··· Entries supplied ···

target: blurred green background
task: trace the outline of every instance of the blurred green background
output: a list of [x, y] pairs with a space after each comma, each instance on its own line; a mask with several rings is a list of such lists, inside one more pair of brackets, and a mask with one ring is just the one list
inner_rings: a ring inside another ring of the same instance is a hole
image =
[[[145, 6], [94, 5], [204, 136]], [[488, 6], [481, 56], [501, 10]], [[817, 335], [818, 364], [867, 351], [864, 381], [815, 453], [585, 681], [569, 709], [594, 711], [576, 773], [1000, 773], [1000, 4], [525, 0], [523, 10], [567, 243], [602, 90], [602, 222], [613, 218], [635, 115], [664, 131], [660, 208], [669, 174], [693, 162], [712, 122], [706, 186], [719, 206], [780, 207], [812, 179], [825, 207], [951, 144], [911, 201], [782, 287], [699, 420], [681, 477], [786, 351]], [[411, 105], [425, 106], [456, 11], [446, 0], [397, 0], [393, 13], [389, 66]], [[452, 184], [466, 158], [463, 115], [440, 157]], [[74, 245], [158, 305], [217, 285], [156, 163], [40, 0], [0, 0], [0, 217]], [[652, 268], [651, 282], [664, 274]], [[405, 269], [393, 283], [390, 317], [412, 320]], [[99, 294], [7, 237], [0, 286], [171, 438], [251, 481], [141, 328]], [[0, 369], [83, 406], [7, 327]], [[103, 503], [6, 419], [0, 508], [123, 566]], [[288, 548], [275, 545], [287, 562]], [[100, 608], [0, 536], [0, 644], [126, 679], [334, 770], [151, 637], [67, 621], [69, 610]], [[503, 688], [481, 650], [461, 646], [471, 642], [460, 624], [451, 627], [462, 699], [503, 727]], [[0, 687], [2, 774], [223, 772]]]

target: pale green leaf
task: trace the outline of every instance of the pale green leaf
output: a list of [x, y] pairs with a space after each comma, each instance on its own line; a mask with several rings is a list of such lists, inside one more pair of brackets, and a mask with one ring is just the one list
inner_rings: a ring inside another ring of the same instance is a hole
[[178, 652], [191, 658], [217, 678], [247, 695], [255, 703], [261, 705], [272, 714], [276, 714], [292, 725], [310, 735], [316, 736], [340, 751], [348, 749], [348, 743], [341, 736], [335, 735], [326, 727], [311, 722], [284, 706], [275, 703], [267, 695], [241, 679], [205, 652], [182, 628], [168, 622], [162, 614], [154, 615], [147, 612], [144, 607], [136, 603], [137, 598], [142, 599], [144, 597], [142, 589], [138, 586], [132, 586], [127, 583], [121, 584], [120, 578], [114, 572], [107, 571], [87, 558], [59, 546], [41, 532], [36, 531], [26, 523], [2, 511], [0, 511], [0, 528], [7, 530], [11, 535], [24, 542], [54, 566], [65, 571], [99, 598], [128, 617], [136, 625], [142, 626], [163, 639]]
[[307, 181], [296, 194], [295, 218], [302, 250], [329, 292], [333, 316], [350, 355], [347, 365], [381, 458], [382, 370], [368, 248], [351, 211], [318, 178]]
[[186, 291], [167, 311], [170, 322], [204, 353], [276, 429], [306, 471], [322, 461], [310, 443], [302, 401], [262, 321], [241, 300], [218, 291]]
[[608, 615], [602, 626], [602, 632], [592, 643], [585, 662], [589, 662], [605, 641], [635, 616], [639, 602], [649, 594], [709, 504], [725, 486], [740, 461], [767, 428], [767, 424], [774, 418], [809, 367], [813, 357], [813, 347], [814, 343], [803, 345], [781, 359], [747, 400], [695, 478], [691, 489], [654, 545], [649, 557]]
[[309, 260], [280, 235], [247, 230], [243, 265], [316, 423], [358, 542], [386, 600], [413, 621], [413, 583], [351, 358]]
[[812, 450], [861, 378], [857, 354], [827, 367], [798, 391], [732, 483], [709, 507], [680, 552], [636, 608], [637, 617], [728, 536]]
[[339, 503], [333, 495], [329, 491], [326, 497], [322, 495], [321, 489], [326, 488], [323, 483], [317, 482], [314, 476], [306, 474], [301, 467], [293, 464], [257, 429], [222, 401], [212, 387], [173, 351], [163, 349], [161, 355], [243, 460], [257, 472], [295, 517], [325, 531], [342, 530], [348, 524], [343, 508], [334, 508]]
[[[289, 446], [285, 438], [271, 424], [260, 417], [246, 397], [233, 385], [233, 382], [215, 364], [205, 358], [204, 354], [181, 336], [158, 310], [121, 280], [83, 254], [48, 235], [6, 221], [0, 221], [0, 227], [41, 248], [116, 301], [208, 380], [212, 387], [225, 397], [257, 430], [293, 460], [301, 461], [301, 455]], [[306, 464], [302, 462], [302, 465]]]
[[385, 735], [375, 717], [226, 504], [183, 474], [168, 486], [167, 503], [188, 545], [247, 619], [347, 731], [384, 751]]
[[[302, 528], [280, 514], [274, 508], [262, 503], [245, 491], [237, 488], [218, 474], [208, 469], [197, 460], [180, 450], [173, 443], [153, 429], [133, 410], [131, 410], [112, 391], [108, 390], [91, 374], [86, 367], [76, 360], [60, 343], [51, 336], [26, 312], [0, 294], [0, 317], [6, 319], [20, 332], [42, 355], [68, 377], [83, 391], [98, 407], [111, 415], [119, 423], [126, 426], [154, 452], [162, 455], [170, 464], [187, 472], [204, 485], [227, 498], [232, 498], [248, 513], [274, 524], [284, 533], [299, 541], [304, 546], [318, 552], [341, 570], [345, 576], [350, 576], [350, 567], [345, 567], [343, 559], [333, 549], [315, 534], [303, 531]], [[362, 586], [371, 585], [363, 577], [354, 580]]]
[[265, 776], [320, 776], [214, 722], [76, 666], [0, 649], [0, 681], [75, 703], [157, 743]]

···

=== Exercise directions ===
Retype all of the records above without a single alteration.

=== Response to this exercise ===
target: blurred green background
task: trace the outline of every instance of the blurred green background
output: a list of [x, y] pairs with a space after each comma, each instance on its own line; a mask with several rings is a list of such lists, inside one more pair of brackets, and a mask with one ring is just the one list
inner_rings: a ring inside another ring of the same instance is a hole
image =
[[[145, 6], [94, 5], [204, 136]], [[488, 6], [481, 56], [501, 10]], [[817, 335], [818, 364], [867, 351], [864, 381], [815, 453], [585, 681], [569, 709], [594, 711], [576, 773], [1000, 773], [1000, 4], [525, 0], [523, 10], [567, 243], [602, 90], [602, 222], [613, 218], [635, 115], [664, 131], [660, 208], [669, 174], [693, 162], [712, 122], [706, 186], [719, 206], [780, 207], [812, 179], [825, 207], [951, 144], [911, 201], [782, 287], [699, 420], [681, 477], [786, 351]], [[411, 105], [425, 106], [456, 11], [446, 0], [397, 0], [393, 13], [389, 66]], [[452, 184], [466, 158], [463, 115], [440, 157]], [[74, 245], [158, 305], [217, 285], [156, 163], [40, 0], [0, 0], [0, 217]], [[652, 268], [651, 282], [664, 274]], [[405, 269], [393, 283], [390, 317], [412, 320]], [[99, 294], [7, 237], [0, 286], [171, 438], [251, 481], [141, 328]], [[0, 369], [83, 406], [7, 327]], [[103, 503], [6, 419], [0, 508], [123, 566]], [[288, 548], [275, 545], [287, 562]], [[100, 608], [0, 536], [0, 644], [126, 679], [334, 770], [151, 637], [67, 621], [69, 610]], [[503, 688], [481, 650], [461, 646], [471, 642], [460, 624], [451, 627], [462, 699], [503, 727]], [[0, 687], [2, 774], [223, 772]]]

target: pale green leaf
task: trace the outline of every instance of the pale green leaf
output: a list of [x, y] pairs with a space after each comma, each instance on its own line; a mask with several rings is a list of such lists, inside one more pair of brackets, and a mask with one ring is just the one list
inner_rings: a ring inside another ring of the same instance is a hole
[[178, 652], [191, 658], [217, 678], [247, 695], [255, 703], [261, 705], [272, 714], [276, 714], [292, 725], [310, 735], [316, 736], [340, 751], [348, 749], [348, 743], [341, 736], [335, 735], [326, 727], [311, 722], [284, 706], [275, 703], [267, 695], [241, 679], [205, 652], [182, 628], [168, 622], [162, 614], [154, 615], [147, 612], [144, 607], [136, 603], [137, 598], [142, 599], [144, 597], [142, 589], [138, 586], [132, 586], [127, 583], [121, 584], [120, 578], [114, 572], [107, 571], [87, 558], [59, 546], [41, 532], [36, 531], [26, 523], [2, 511], [0, 511], [0, 528], [7, 530], [11, 535], [24, 542], [54, 566], [65, 571], [99, 598], [128, 617], [136, 625], [142, 626], [163, 639]]
[[307, 181], [296, 194], [295, 218], [302, 250], [329, 292], [333, 316], [350, 355], [347, 365], [381, 458], [382, 370], [368, 248], [351, 211], [318, 178]]
[[186, 291], [167, 311], [170, 322], [204, 353], [276, 429], [306, 471], [322, 461], [310, 443], [302, 401], [262, 321], [241, 300], [218, 291]]
[[608, 615], [602, 626], [602, 632], [592, 643], [585, 662], [589, 662], [605, 641], [635, 616], [639, 602], [649, 594], [709, 504], [725, 486], [740, 461], [767, 428], [767, 424], [774, 418], [809, 367], [813, 357], [813, 347], [814, 343], [803, 345], [781, 359], [747, 400], [695, 478], [691, 489], [654, 545], [649, 557]]
[[309, 260], [280, 235], [247, 230], [243, 265], [316, 423], [358, 542], [386, 600], [413, 621], [413, 583], [351, 358]]
[[812, 450], [861, 378], [857, 354], [827, 367], [798, 391], [732, 483], [709, 507], [680, 552], [636, 608], [637, 617], [728, 536]]
[[339, 503], [333, 495], [329, 491], [326, 497], [322, 495], [321, 489], [326, 488], [323, 483], [317, 482], [314, 476], [306, 474], [301, 467], [293, 464], [257, 429], [222, 401], [212, 387], [173, 351], [163, 349], [161, 355], [243, 460], [257, 472], [295, 517], [325, 531], [342, 530], [348, 524], [343, 508], [334, 508]]
[[[289, 446], [285, 438], [271, 424], [260, 417], [246, 397], [233, 385], [233, 382], [215, 364], [205, 358], [204, 354], [181, 336], [158, 310], [121, 280], [83, 254], [48, 235], [6, 221], [0, 221], [0, 227], [41, 248], [116, 301], [208, 380], [212, 387], [225, 397], [257, 430], [293, 460], [301, 461], [301, 455]], [[306, 464], [302, 462], [302, 465]]]
[[385, 735], [375, 717], [226, 504], [183, 474], [168, 486], [167, 503], [188, 545], [247, 619], [347, 731], [384, 751]]
[[[302, 528], [280, 514], [274, 508], [262, 503], [245, 491], [237, 488], [218, 474], [208, 469], [197, 460], [180, 450], [173, 443], [153, 429], [133, 410], [131, 410], [112, 391], [108, 390], [91, 374], [86, 367], [76, 360], [60, 343], [51, 336], [26, 312], [0, 294], [0, 317], [6, 319], [20, 332], [42, 355], [68, 377], [83, 391], [98, 407], [111, 415], [119, 423], [126, 426], [154, 452], [162, 455], [170, 464], [187, 472], [204, 485], [227, 498], [232, 498], [248, 513], [274, 524], [284, 533], [299, 541], [304, 546], [318, 552], [341, 570], [345, 576], [350, 576], [350, 567], [345, 567], [343, 559], [333, 549], [315, 534], [303, 531]], [[362, 586], [371, 585], [363, 577], [354, 580]]]
[[265, 776], [320, 776], [214, 722], [76, 666], [0, 649], [0, 681], [75, 703], [157, 743]]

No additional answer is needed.